• THE REQUEST: Repeat every line of the material, character for character.

• ENTRIES SHOWN:
** start **
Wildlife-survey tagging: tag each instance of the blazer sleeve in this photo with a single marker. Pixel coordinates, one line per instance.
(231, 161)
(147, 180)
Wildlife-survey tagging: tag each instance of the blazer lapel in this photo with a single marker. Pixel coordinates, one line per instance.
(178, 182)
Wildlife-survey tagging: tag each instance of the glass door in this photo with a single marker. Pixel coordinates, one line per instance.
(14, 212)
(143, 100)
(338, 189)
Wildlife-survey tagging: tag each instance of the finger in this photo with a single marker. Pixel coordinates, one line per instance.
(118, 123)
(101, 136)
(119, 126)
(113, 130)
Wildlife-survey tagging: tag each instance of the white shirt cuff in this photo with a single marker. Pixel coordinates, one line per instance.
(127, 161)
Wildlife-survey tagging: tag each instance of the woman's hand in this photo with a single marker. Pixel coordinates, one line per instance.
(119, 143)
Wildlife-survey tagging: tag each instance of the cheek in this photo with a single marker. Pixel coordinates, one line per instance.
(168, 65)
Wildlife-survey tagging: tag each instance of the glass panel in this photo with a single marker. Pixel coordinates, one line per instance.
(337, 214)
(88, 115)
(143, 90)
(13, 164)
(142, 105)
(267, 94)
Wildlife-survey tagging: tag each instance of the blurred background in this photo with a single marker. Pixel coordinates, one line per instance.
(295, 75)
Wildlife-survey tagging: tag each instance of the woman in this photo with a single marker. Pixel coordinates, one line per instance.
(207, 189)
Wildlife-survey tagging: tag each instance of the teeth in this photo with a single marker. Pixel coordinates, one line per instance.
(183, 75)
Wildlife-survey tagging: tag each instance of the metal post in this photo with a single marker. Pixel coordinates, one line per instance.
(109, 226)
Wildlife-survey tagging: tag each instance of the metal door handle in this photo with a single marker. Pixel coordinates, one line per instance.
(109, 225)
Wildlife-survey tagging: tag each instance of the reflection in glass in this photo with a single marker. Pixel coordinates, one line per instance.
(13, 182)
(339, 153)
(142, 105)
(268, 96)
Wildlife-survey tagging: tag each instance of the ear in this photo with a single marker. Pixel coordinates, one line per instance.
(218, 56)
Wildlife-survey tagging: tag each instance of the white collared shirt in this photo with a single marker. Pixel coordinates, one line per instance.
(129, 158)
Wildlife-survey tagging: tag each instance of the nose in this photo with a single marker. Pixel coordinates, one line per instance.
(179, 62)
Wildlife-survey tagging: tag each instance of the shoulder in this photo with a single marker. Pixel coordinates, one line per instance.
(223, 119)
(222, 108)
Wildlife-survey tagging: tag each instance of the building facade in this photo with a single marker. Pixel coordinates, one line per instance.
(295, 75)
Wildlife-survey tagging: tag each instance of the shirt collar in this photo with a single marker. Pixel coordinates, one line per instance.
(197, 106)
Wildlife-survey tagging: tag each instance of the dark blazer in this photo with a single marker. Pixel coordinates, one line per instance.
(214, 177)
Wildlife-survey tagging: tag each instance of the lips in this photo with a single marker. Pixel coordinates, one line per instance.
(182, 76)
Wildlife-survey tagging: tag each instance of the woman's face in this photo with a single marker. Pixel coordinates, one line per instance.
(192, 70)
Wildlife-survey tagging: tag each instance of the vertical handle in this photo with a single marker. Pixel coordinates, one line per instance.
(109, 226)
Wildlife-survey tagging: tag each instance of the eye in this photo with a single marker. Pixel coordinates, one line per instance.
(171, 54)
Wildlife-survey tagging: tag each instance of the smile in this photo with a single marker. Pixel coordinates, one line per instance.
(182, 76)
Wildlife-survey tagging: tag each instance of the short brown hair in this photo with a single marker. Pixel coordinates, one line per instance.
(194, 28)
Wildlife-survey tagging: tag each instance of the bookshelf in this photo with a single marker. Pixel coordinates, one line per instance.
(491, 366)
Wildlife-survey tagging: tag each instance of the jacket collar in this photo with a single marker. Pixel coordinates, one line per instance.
** end **
• FULL ANSWER:
Wildlife-survey tagging: tag each instance of the blazer sleeve in this photo with a single marker. Pixel coordinates, one line per instance.
(231, 161)
(147, 180)
Wildlife-survey tagging: tag each instance of the blazer lapel in this photo with a single marker. Pixel coordinates, one line per instance.
(178, 182)
Wildlife-survey tagging: tag each instance of the glass door in this photo with a single marker. Pixel coordinates, one line per instance.
(14, 212)
(143, 100)
(338, 189)
Wildlife-survey tagging: tag each instance of the finger in this photo with a single marker. Pixel coordinates, one line per instance.
(118, 123)
(101, 136)
(119, 126)
(113, 130)
Wildlife-survey tagging: tag each instance of the white shirt cuff in this photo with a single marker. Pixel coordinates, one line per instance.
(127, 161)
Wildlife-survey tagging: tag each instance of the woman's hand in this photo with a single marker. Pixel coordinates, one line per instance.
(119, 143)
Wildlife-survey tagging: tag each instance of the cheek in this photo with a single marker. Pixel coordinates, one line per instance.
(168, 65)
Wildlife-survey tagging: tag each instance of the glass panel in this photo with a single marker. Pixel coordinates, one line per instance.
(337, 214)
(88, 115)
(143, 90)
(13, 164)
(142, 105)
(267, 94)
Wildlife-survey tagging: tag each instance of the blurred background in this photo with a single marker. Pixel coordinates, one line per instance.
(295, 75)
Wildlife-survey tagging: tag each instance of the woman in this photo with a single marker. Pixel coordinates, one line per instance.
(207, 189)
Wildlife-survey tagging: tag each instance of the teeth in this photo with a single marker. Pixel coordinates, one line per instance.
(183, 75)
Wildlife-survey tagging: tag each instance of the metal post in this photo with a single marker. Pixel coordinates, one line per instance.
(109, 226)
Wildlife-survey tagging: tag each instance of the metal door handle in this photo with a single marker. Pixel coordinates, one line per instance.
(109, 225)
Wildlife-survey tagging: tag each instance of the reflection in glass in this photo with a single marker. Pixel coordinates, one line per instance.
(13, 182)
(339, 153)
(142, 105)
(268, 96)
Wildlife-survey tagging: tag each instance of the ear in this photo with a single marker. Pixel coordinates, one line per instance.
(218, 56)
Wildlife-survey tagging: tag each instance of the white collared shirt in this photo with a single marker. Pixel coordinates, one line per instance.
(129, 158)
Wildlife-survey tagging: tag each instance of the nose in this photo with a single marker. Pixel coordinates, one line per instance.
(179, 62)
Wildlife-survey tagging: tag each instance of the shoulder in this photo with a single marker. Pixel coordinates, one line per instance.
(223, 119)
(222, 108)
Wildlife-survey tagging: tag each instance of the building facade in this photo with a single marker. Pixel coordinates, one line per instance.
(295, 75)
Wildlife-survey tagging: tag each instance of the shirt collar in this photo with a single marker. Pixel coordinates, one line per instance.
(197, 106)
Wildlife-survey tagging: tag each instance of the dark blazer in this photo with a single marker. Pixel coordinates, one line per instance.
(214, 177)
Wildlife-survey tagging: tag each instance of the lips in this photo with a single marker. Pixel coordinates, one line per instance.
(182, 76)
Wildlife-survey tagging: tag each instance of the woman's face in this photo with a single marker. Pixel coordinates, one line per instance.
(192, 70)
Wildlife-survey tagging: tag each instance of the vertical handle in this photo with a single marker. Pixel coordinates, one line per instance.
(109, 226)
Wildlife-survey tagging: tag each instance of the eye in this photo with a single marker. Pixel coordinates, one line per instance.
(171, 54)
Wildlife-survey tagging: tag each instance of the smile in this photo with a single marker. Pixel coordinates, one line per instance.
(182, 76)
Wildlife-survey tagging: tag each instance of the short brown hair in this photo with a single marker. Pixel coordinates, one line per instance.
(194, 28)
Wildlife-survey tagging: tag each instance of the bookshelf in this photo with a single marker. Pixel coordinates, one line per instance.
(491, 366)
Wildlife-survey tagging: tag each instance of the jacket collar in this photo with a single marker. Pixel coordinates, one line per instance.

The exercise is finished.